- DIRECTION 1 -
In the cone-layout thread, what is being built?
- DIRECTION 2 -
Shorten the paragraph of the cone-layout thread that begins "We are building a reception desk" into one sentence, keeping its main facts.

- GIVEN TEXT -
---+---

Date: 10/15/2000 at 23:21:06
From: Jonathan Scholl
Subject: Calculating the flat layout from the section of a cone

We are building a reception desk that has a curved and canted front, 
i.e. it forms a section of a cone. We know the radius of this section 
at its top and at the floor and we know the chord length at each of 
those locations.

Our question is; how do we generate a flat layout of this section? We 
want to lay out veneer so that when wrapped around the section it will 
fit the shape exactly.

Any help would be much appreciated.

Thanks,
Jon Scholl


Date: 10/16/2000 at 17:10:25
From: Doctor Peterson
Subject: Re: Calculating the flat layout from the section of a cone

Hi, Jonathan.

---+---

- DATASET CONTENT -
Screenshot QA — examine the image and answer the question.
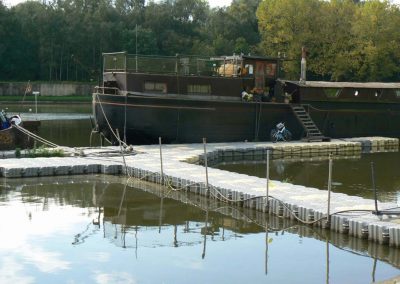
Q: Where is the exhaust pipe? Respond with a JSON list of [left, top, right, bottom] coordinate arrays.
[[300, 46, 307, 84]]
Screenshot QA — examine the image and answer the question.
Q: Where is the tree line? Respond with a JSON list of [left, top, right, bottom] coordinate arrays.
[[0, 0, 400, 81]]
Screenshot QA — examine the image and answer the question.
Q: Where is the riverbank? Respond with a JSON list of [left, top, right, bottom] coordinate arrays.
[[0, 95, 92, 104], [0, 82, 96, 97]]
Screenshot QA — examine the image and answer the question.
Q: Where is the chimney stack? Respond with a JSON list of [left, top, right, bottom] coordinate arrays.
[[300, 46, 307, 84]]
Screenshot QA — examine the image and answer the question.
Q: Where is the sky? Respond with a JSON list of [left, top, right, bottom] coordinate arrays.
[[3, 0, 400, 8], [3, 0, 233, 7]]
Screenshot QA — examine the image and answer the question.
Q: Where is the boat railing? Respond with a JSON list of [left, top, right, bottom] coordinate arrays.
[[103, 52, 242, 77], [94, 86, 119, 95]]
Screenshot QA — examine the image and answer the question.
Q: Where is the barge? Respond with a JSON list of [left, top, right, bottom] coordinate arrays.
[[93, 52, 400, 145]]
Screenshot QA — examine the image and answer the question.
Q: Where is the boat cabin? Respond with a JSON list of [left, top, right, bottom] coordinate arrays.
[[103, 52, 281, 100]]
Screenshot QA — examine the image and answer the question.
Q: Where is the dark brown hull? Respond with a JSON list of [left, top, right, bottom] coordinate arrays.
[[94, 95, 302, 144], [94, 95, 400, 144]]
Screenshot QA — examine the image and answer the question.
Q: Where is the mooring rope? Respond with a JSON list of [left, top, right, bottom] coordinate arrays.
[[95, 93, 128, 147], [12, 124, 60, 148]]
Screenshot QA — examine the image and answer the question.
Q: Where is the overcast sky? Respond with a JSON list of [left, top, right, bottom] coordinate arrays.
[[3, 0, 233, 7]]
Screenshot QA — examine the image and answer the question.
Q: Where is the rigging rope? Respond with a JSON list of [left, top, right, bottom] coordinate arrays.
[[12, 124, 60, 148], [95, 93, 128, 147]]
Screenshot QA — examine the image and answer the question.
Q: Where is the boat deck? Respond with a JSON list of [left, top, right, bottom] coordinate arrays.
[[0, 137, 400, 247]]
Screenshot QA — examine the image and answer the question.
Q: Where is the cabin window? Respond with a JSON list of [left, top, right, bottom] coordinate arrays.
[[324, 88, 341, 98], [144, 82, 167, 94], [188, 84, 211, 95], [244, 64, 254, 75]]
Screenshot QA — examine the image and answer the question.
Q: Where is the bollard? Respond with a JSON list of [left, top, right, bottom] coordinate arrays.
[[326, 154, 332, 227], [265, 150, 269, 210], [158, 137, 164, 185], [371, 162, 379, 215], [203, 138, 209, 196]]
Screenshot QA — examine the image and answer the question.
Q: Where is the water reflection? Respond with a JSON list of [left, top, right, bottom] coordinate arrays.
[[217, 152, 400, 203], [0, 176, 400, 283]]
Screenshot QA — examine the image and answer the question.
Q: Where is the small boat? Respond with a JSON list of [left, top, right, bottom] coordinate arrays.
[[0, 111, 34, 151]]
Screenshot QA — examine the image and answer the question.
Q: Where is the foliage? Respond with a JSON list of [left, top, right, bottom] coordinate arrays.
[[257, 0, 400, 81], [0, 0, 400, 82]]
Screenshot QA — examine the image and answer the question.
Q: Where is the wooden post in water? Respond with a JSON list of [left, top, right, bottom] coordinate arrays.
[[371, 162, 379, 214], [158, 137, 164, 185], [326, 154, 332, 227], [265, 150, 269, 212], [203, 138, 209, 196]]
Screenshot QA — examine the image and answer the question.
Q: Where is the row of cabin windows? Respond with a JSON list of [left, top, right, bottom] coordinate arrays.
[[144, 82, 211, 95]]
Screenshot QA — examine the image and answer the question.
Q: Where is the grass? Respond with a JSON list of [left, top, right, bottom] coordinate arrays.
[[0, 95, 92, 102]]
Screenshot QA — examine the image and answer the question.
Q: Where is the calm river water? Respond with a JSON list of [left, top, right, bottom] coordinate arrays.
[[0, 101, 400, 283]]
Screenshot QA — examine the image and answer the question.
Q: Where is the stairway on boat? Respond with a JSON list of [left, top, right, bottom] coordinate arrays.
[[290, 105, 330, 142]]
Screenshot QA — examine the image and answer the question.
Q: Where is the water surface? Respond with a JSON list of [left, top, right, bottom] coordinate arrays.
[[0, 176, 400, 283]]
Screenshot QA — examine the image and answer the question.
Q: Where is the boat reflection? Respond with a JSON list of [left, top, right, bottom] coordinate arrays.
[[0, 176, 400, 283]]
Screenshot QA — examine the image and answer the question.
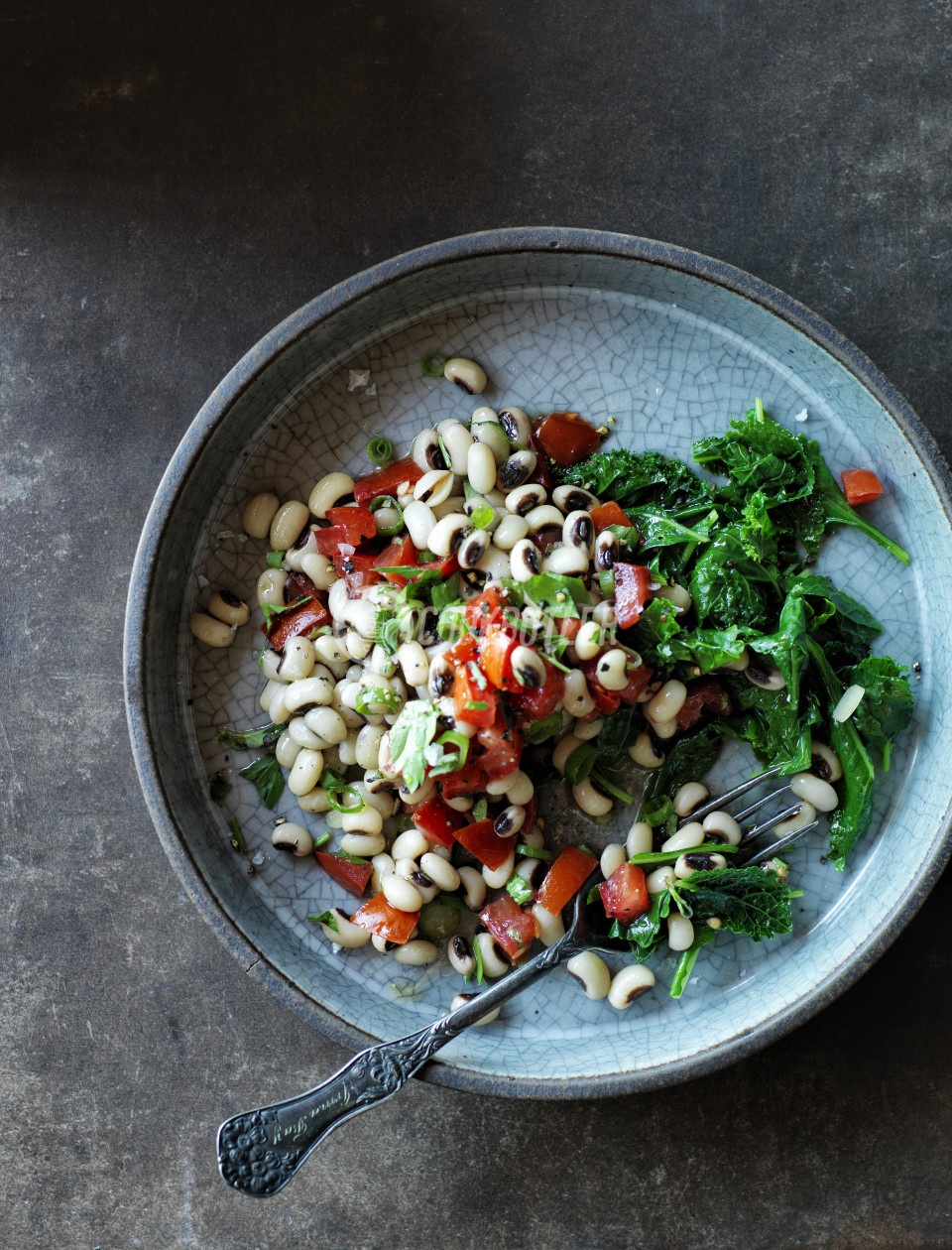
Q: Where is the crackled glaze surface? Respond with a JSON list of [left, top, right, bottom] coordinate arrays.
[[128, 236, 952, 1088]]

---+---

- RIGHT ANSWER 1 -
A reception desk with a curved and canted front that forms a section of a cone.

- RIGHT ANSWER 2 -
We are building a reception desk whose curved, canted front forms a section of a cone, and we know that section's radius and chord length at both the top and the floor.